Rewrite the listing from its start down to the line containing "left=63, top=221, right=177, bottom=280", changing "Spot" to "Locate" and leaving everything else as it is. Give only those lines.

RECORDED INFORMATION:

- - - -

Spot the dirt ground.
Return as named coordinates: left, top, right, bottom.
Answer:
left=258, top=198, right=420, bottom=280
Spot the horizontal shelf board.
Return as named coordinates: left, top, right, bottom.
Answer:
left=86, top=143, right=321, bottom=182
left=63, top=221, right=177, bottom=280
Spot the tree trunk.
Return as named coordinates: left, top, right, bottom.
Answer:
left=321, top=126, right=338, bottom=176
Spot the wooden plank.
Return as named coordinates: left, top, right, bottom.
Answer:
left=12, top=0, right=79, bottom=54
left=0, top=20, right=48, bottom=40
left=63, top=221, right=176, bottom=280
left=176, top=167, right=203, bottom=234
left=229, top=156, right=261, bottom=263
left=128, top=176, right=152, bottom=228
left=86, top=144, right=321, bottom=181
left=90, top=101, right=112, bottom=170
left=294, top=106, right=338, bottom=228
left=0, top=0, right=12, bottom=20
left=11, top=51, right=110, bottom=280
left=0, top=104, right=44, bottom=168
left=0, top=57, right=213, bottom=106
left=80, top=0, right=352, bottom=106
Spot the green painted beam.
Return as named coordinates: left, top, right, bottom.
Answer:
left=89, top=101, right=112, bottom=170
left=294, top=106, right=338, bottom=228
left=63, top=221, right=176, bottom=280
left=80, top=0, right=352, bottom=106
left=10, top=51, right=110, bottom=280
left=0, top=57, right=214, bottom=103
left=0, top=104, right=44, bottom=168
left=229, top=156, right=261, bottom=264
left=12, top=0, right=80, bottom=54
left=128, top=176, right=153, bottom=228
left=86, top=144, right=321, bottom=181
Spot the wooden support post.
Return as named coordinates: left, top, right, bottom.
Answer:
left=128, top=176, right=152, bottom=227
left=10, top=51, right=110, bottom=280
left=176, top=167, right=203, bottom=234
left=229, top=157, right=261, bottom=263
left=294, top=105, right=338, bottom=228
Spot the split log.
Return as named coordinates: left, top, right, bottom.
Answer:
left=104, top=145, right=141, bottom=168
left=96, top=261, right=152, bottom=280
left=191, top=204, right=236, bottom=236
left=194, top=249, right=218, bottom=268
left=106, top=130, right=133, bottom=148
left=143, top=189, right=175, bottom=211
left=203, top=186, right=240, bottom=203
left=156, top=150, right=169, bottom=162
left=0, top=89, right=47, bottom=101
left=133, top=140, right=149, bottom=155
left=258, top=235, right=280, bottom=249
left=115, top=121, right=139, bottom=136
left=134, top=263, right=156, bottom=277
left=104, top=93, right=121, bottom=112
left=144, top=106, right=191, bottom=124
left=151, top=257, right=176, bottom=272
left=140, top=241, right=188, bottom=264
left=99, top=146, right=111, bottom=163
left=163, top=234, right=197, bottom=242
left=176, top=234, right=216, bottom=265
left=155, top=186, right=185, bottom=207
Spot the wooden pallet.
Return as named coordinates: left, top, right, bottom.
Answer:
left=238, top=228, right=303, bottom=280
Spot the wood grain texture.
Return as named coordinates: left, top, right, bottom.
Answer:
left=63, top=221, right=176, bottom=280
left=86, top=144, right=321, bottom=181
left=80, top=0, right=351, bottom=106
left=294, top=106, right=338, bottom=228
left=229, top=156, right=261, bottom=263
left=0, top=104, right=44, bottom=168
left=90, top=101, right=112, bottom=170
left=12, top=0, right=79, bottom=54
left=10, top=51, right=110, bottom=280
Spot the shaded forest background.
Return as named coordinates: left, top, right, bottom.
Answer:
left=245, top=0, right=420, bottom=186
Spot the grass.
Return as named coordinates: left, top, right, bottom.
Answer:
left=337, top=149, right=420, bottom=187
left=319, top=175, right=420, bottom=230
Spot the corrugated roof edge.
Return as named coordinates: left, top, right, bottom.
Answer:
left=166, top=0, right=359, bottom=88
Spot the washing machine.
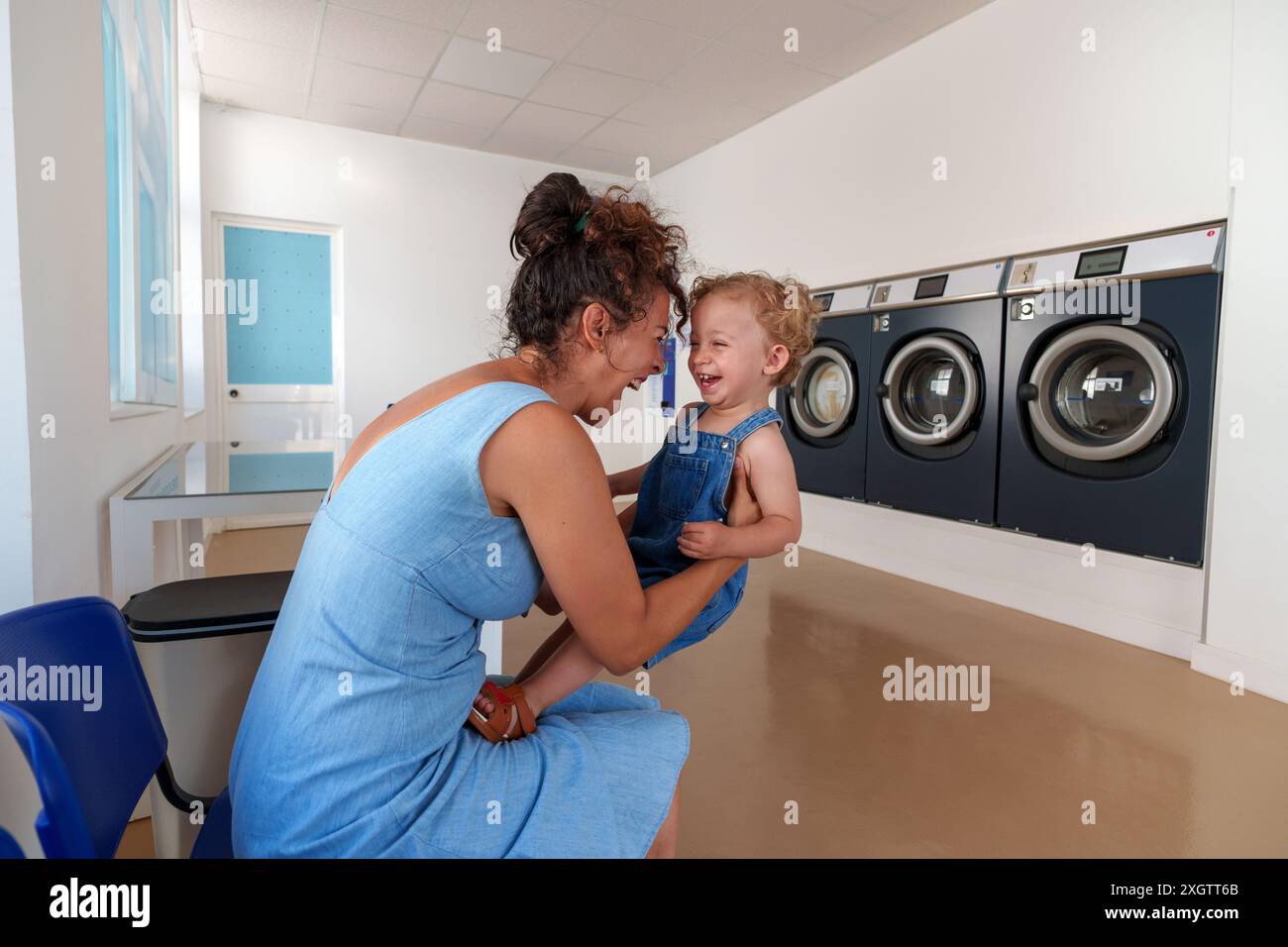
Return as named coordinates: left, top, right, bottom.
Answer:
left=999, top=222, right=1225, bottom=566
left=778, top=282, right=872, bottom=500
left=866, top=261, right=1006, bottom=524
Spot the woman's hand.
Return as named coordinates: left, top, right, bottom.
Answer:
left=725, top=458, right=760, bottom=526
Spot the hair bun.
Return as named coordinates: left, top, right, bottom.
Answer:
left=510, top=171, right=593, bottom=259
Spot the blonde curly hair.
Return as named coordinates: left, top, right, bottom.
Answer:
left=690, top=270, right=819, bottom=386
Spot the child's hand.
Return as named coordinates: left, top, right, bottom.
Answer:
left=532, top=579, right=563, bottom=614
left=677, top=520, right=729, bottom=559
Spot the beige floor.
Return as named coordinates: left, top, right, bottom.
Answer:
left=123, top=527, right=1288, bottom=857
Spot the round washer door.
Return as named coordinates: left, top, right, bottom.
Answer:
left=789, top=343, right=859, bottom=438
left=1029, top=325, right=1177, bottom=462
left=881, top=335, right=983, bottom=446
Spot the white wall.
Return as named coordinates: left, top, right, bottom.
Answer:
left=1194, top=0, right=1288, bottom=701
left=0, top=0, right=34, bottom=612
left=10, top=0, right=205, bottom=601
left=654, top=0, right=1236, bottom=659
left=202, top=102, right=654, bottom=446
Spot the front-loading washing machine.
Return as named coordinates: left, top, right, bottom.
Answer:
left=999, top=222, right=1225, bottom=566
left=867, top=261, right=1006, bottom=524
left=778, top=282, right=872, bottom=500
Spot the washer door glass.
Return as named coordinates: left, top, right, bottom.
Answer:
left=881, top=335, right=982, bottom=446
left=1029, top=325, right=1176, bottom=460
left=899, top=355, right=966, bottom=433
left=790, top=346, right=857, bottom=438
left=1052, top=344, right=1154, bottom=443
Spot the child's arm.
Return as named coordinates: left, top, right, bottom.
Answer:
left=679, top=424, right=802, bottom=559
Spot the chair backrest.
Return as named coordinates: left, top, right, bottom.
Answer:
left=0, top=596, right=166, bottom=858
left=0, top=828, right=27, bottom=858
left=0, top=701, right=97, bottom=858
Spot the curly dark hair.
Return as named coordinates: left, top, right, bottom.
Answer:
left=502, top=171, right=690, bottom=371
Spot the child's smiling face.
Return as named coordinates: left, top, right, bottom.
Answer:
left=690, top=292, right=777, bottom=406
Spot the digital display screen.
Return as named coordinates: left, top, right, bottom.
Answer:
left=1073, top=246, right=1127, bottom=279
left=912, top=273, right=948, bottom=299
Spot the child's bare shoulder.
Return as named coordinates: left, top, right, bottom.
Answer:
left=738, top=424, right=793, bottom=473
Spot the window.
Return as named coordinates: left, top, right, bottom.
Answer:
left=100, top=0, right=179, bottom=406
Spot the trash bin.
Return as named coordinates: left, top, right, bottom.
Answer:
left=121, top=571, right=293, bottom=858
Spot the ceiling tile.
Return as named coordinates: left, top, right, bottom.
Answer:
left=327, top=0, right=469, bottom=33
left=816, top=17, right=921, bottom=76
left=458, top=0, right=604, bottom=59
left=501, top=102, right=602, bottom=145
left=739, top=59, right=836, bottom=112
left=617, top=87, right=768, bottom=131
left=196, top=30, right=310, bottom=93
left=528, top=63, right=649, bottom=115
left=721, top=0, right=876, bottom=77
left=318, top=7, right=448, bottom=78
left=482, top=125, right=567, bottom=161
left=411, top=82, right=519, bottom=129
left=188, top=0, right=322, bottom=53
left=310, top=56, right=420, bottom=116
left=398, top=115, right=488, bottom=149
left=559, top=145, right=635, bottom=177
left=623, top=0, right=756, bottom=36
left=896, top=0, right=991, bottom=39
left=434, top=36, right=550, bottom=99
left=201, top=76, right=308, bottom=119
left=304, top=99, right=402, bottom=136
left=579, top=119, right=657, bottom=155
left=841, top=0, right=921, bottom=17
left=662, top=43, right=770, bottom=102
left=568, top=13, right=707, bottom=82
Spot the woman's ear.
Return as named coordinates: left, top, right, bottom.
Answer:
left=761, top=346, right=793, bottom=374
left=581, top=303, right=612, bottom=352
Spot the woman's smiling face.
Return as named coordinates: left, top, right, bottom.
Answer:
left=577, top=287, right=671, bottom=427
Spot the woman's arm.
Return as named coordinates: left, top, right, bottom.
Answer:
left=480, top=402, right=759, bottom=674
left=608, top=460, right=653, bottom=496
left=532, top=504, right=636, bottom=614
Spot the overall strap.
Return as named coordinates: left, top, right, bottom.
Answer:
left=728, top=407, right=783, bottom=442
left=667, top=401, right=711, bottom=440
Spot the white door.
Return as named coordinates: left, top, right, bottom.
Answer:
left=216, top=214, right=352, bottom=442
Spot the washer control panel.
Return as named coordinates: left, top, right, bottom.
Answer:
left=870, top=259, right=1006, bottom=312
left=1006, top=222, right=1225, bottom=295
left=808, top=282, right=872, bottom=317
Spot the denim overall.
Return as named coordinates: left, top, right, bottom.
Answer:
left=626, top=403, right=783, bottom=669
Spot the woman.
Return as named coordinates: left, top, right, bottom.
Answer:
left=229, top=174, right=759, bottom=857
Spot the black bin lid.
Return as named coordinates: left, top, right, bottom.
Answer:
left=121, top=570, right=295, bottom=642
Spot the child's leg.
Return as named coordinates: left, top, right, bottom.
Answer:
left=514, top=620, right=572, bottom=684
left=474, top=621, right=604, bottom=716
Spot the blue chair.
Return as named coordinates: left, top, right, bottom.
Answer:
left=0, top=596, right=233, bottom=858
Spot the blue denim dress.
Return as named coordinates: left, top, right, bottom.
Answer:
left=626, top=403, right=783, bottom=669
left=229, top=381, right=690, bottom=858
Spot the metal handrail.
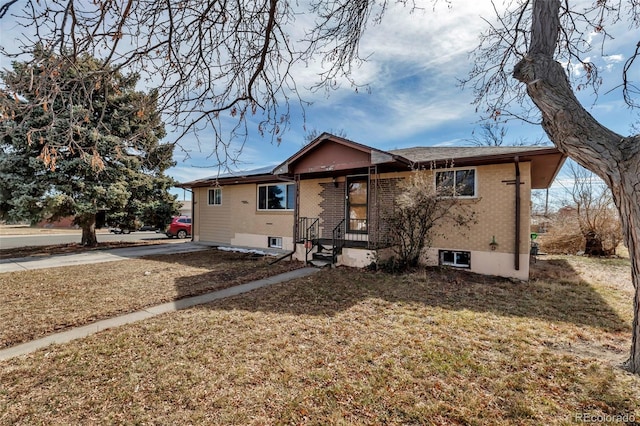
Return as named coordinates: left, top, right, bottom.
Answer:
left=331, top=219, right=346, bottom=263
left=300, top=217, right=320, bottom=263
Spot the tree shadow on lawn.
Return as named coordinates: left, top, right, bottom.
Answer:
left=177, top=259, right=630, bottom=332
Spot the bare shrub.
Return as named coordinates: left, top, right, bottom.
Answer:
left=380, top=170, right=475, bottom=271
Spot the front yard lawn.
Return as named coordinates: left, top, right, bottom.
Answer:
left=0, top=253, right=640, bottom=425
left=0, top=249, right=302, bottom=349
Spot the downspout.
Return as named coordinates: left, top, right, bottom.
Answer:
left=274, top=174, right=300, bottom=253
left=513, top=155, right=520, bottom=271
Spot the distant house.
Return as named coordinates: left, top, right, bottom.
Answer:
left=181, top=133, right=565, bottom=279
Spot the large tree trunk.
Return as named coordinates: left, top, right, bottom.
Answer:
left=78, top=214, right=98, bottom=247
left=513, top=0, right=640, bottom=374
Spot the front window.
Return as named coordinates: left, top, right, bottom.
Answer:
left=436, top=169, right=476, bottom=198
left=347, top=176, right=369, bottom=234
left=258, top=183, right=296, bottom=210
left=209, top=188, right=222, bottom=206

- - - -

PROBLEM SOLUTION:
Locate the dirt ground.
Return as named coordinates: left, top, right, bottom.
Answer:
left=258, top=198, right=420, bottom=280
Locate the horizontal shelf board.
Return as named coordinates: left, top, right, bottom.
Answer:
left=86, top=143, right=321, bottom=182
left=63, top=221, right=177, bottom=280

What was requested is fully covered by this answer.